Given request |
Reproduce the records below, substituting "receives one marker" for every occurrence of "gets a single marker" and keeping all other text unchanged. Omit the pictures from your output.

Records from a data collection:

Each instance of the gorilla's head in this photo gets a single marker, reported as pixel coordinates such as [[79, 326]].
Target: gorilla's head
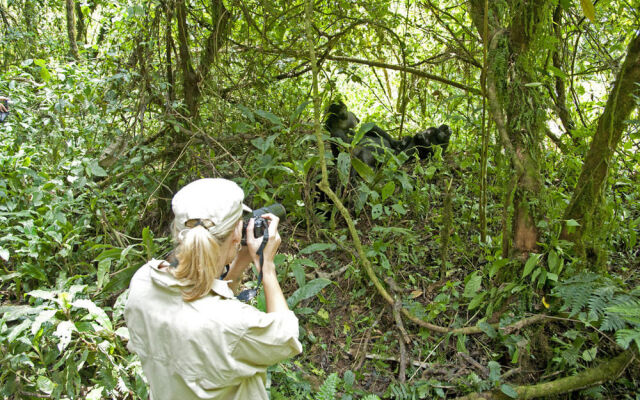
[[339, 117]]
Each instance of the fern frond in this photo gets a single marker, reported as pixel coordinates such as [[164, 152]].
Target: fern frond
[[612, 322], [624, 337], [328, 389], [629, 310], [599, 300]]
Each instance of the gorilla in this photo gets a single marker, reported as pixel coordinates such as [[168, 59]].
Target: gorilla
[[340, 123], [423, 142]]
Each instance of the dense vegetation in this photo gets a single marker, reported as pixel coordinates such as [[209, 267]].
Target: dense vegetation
[[505, 267]]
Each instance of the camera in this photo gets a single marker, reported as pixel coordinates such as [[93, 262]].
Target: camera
[[260, 224]]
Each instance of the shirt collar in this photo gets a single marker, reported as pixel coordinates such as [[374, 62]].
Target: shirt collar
[[164, 278]]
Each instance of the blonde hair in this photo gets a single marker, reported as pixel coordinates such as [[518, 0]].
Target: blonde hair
[[199, 257]]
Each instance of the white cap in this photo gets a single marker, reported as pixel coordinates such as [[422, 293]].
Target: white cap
[[216, 200]]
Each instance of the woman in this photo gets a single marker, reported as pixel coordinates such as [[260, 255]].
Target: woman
[[195, 340]]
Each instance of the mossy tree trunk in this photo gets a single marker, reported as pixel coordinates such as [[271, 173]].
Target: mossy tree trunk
[[586, 203], [71, 28], [516, 103], [194, 63]]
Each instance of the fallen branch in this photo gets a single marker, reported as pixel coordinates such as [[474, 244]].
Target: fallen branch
[[479, 367], [325, 187], [606, 371]]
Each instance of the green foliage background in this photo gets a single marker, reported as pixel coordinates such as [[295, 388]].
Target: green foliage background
[[94, 147]]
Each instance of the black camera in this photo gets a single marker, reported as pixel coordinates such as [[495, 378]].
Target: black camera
[[260, 224]]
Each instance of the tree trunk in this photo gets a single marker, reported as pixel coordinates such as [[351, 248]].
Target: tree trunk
[[587, 197], [81, 26], [71, 29], [516, 108]]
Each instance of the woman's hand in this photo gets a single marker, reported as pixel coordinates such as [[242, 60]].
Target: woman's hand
[[271, 248]]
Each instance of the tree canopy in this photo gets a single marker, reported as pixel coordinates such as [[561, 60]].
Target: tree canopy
[[503, 265]]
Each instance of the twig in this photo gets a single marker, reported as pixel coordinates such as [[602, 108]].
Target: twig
[[479, 367], [366, 343]]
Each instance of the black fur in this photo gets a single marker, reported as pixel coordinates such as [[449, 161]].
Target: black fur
[[423, 142]]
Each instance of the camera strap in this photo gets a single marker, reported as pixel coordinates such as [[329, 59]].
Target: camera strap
[[249, 294]]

Answer in full |
Each instance of the gorilla's head in this photo receives one marker, reported as pixel coordinates such as [[79, 326]].
Target: gorilla's head
[[339, 117]]
Each instance of the fern frond in this photo receives one marker, reported as pixel coordinates such as [[164, 152]].
Target: fern frond
[[612, 322], [624, 337], [328, 389], [629, 310], [599, 300]]
Each instance of the gorilla in this photo receives one marker, reported as pixel coordinates such as [[168, 59]].
Target: gorilla
[[340, 123], [423, 142]]
Each instance of the dense vegetation in this photo receives one marker, reported as pixel coordinates such as [[209, 267]].
Target: dense vegetation
[[505, 267]]
Each instance of the camera in this photo receives one marker, reported as pixel coordinates such as [[93, 262]].
Target: camera
[[260, 224]]
Each instance of the shirt collar in this photo receives one marker, reported as pixel coordinates such as [[374, 62]].
Target: shirt collar
[[164, 278]]
Each instance of the blonde hair in this photo receives one marker, reported as pixel coordinates such as [[518, 0]].
Target: blonde hair
[[199, 257]]
Each instance of the white cap in this photo receives one marker, reported as pixel coordinates such as [[422, 293]].
Target: white cap
[[216, 200]]
Each instance of the woman in this photo receives one marker, reported as pixel coordinates such as [[260, 255]].
Target: woman
[[195, 340]]
Each instance of the mossy tree trunk in this photo receives one marker, reported as pixel coordinates such as [[271, 173]].
Target: mossy tree trunk
[[586, 203], [71, 28], [516, 103], [194, 63]]
Each instance of the fallen branch in this photo receives one marker, reported as pixel coordinates such as [[474, 244]].
Target: fallen branch
[[479, 367], [325, 187], [606, 371]]
Each instance of the green foliage background in this photo receives one marker, reported as pixel coordinates such as [[295, 388]].
Target: green foliage background
[[94, 147]]
Each instance of the black camera in this photo receives one marker, reported as pixel coordinates such as [[495, 378]].
Target: black camera
[[260, 224]]
Each instance of the tree trunk in this photo receives one marker, reported as pixel coordinates such as [[351, 248]].
Target: tree trunk
[[587, 197], [81, 26], [71, 29], [516, 108]]
Each instance of the woman's hand in this photo receives one marker, reported as pixel coordinates such as [[242, 60]].
Target: woman's hand
[[271, 248]]
Each instance of the tree canopy in this photo receives one marker, reported as pixel coordinates such as [[561, 60]].
Target: tree canopy
[[503, 265]]
Each instance of the twig in this photo receives one marker, reported as pixel coordinates such as [[602, 108]].
Target: twig
[[479, 367], [366, 343]]
Each instance of the black fur in this photo receives one marker, reported as pixel coordinates such as [[449, 161]].
Target: black fur
[[423, 142]]
Each instance of the camera strap in this photo receives one marker, reported as pixel coordinates such as [[329, 59]].
Target: camera strap
[[249, 294]]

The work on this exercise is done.